### Problem to work on
Please output exactly the run of lines that starts at the line with "the orange corner" and ends at the last line of the records below.

### Data lines

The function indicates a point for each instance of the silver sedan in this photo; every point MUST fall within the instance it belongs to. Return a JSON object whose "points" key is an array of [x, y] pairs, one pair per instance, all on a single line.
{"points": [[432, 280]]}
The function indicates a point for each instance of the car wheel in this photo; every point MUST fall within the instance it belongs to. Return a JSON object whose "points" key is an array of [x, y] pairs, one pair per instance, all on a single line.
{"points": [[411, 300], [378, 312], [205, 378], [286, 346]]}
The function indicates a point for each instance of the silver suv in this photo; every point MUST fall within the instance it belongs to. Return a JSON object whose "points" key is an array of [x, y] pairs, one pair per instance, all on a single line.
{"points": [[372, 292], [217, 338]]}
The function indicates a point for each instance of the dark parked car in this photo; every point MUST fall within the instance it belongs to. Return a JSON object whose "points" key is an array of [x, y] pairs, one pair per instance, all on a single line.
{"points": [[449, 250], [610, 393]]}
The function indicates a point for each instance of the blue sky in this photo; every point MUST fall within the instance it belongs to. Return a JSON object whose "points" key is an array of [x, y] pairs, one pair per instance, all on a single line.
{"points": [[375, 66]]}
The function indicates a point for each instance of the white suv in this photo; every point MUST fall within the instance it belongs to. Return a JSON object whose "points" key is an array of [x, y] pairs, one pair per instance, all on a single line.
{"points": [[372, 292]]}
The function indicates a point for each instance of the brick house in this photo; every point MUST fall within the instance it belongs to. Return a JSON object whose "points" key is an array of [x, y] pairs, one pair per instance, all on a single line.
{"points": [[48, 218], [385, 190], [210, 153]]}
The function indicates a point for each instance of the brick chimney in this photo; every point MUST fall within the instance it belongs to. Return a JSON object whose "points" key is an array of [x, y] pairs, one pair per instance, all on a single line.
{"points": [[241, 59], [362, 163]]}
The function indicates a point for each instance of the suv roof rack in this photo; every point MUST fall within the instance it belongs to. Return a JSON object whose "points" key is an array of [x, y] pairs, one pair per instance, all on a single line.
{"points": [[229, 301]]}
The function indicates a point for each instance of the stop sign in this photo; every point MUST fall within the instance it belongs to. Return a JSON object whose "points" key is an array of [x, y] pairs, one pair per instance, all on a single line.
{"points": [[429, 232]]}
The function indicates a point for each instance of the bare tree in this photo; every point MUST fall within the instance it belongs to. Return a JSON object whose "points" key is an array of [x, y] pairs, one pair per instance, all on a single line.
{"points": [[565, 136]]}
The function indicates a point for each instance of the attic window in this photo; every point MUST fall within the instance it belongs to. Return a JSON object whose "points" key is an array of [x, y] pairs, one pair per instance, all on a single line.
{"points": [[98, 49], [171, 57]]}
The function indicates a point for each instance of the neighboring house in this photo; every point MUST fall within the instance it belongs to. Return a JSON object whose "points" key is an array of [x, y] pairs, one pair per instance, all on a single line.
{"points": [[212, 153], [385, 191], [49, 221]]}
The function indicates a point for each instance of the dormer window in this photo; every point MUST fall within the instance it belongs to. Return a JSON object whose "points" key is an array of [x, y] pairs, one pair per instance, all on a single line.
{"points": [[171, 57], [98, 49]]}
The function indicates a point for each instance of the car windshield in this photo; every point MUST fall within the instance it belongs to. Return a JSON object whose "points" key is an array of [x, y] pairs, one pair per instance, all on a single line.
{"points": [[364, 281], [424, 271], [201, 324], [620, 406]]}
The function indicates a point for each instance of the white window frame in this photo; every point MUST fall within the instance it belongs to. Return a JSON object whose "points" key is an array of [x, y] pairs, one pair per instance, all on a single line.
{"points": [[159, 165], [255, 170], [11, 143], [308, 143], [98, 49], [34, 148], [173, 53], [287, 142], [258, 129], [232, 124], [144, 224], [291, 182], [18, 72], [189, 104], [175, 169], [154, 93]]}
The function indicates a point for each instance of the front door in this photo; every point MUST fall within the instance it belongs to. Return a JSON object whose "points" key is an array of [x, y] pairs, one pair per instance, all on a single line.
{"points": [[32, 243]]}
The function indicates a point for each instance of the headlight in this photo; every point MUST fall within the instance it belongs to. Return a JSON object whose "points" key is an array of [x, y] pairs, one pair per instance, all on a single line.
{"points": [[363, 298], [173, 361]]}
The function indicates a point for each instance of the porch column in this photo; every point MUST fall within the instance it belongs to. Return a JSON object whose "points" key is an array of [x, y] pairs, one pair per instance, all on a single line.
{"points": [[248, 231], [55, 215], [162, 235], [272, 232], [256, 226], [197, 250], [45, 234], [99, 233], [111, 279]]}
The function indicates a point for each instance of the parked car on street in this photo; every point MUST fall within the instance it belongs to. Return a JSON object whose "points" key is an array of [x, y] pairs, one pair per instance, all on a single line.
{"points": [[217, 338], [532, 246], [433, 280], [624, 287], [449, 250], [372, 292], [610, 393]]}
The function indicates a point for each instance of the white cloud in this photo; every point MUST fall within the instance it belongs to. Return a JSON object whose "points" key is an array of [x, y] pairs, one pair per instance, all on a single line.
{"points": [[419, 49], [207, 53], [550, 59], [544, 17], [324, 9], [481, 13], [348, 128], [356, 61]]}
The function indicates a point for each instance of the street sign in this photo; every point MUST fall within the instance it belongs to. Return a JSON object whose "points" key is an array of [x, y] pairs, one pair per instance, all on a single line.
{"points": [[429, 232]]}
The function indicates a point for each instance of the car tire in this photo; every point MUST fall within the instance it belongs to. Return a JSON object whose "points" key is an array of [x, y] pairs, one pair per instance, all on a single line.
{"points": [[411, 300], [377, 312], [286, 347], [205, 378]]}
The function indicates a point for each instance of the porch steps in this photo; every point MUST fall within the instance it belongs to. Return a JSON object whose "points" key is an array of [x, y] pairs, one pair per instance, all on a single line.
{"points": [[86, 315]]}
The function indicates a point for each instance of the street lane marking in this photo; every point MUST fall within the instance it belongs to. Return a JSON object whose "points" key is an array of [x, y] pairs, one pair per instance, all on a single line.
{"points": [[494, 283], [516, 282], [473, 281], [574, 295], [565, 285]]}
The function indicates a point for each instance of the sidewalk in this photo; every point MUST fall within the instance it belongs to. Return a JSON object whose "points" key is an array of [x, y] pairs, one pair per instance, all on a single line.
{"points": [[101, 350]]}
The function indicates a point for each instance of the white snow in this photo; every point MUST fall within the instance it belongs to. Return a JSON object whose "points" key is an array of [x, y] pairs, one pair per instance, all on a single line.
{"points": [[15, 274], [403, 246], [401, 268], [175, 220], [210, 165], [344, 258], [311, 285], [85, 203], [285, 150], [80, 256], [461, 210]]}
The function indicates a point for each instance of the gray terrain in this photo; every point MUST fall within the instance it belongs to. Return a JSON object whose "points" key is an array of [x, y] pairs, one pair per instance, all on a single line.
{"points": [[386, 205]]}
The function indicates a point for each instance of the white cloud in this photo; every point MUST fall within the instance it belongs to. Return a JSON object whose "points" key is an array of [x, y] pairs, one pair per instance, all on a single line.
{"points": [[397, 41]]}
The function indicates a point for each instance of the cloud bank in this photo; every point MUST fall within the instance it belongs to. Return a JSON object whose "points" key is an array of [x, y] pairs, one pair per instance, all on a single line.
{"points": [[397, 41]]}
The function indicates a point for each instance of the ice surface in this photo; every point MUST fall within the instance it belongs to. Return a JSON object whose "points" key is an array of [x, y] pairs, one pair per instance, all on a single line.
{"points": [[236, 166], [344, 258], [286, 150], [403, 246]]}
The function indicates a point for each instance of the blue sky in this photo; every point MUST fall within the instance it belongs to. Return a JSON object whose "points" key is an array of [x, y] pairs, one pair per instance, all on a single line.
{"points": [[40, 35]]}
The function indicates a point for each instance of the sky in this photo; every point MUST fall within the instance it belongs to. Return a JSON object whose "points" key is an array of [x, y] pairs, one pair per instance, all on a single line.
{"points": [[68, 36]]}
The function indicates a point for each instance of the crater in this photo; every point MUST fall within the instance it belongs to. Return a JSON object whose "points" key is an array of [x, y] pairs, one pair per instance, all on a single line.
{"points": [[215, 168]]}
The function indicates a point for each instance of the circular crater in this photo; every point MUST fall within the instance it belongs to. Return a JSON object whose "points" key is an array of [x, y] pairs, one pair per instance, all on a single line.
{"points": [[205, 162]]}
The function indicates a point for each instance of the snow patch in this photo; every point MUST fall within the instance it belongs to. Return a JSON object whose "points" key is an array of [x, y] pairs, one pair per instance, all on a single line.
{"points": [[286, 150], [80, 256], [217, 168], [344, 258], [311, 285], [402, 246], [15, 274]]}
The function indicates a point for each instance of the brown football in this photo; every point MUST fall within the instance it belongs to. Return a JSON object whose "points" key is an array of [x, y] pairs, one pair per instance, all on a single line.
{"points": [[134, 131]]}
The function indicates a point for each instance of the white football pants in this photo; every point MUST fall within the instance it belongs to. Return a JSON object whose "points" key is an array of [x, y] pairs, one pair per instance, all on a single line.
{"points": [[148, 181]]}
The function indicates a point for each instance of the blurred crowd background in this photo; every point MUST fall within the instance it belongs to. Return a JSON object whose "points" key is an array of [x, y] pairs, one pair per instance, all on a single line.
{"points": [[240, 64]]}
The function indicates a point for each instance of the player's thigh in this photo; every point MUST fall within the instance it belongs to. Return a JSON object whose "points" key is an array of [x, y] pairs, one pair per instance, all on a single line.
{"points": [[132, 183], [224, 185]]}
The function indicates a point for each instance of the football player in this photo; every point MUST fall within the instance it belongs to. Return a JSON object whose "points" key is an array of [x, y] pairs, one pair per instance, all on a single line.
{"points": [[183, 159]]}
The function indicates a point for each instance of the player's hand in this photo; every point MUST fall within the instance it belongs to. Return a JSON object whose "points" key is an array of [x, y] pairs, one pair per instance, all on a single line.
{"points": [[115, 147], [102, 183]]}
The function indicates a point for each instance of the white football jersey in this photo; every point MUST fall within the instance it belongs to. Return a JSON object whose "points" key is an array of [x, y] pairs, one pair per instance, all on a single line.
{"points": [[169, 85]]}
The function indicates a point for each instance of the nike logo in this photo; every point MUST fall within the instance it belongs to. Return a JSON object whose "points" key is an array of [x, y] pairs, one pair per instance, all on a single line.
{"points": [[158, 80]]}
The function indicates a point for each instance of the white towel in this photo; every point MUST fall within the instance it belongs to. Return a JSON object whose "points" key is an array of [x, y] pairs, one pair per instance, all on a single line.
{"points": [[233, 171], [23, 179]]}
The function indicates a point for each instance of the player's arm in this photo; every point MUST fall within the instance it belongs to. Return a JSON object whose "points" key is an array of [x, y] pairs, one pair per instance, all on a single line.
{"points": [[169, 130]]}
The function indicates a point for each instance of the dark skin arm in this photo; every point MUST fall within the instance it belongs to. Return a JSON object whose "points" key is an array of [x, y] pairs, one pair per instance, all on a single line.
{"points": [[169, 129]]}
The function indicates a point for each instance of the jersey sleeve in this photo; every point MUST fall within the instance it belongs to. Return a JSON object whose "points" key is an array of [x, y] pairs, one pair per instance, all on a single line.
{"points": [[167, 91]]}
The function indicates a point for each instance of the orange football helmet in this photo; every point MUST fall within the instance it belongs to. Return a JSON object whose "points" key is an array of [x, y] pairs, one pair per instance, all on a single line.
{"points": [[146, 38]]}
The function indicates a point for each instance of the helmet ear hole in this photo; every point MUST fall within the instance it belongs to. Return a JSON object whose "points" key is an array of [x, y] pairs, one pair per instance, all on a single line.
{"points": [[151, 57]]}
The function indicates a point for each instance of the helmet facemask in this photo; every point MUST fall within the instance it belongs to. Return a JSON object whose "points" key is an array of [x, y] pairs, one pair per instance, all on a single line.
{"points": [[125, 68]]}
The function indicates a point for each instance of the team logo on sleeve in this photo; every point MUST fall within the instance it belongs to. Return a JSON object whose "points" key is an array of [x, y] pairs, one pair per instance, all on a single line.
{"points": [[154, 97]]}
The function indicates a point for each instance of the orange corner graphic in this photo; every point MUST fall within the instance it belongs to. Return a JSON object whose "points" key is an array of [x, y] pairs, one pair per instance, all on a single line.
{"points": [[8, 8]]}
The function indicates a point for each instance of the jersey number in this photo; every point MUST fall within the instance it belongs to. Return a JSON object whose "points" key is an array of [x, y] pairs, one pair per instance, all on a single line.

### Problem solution
The function indicates a point for each instance of the orange corner graphic in this photo; every point MUST fall within the instance it belongs to. Return a JSON object whose "points" key is an array of [x, y] pairs, one pair per instance, all on a single line.
{"points": [[8, 8]]}
The function indicates a point for each instance of the jersey number in this photo; every point MUST fall within the instance it belongs to. Return a JSON object whose "points" key is an array of [x, y] pairs, one pair per instance, all on a single line.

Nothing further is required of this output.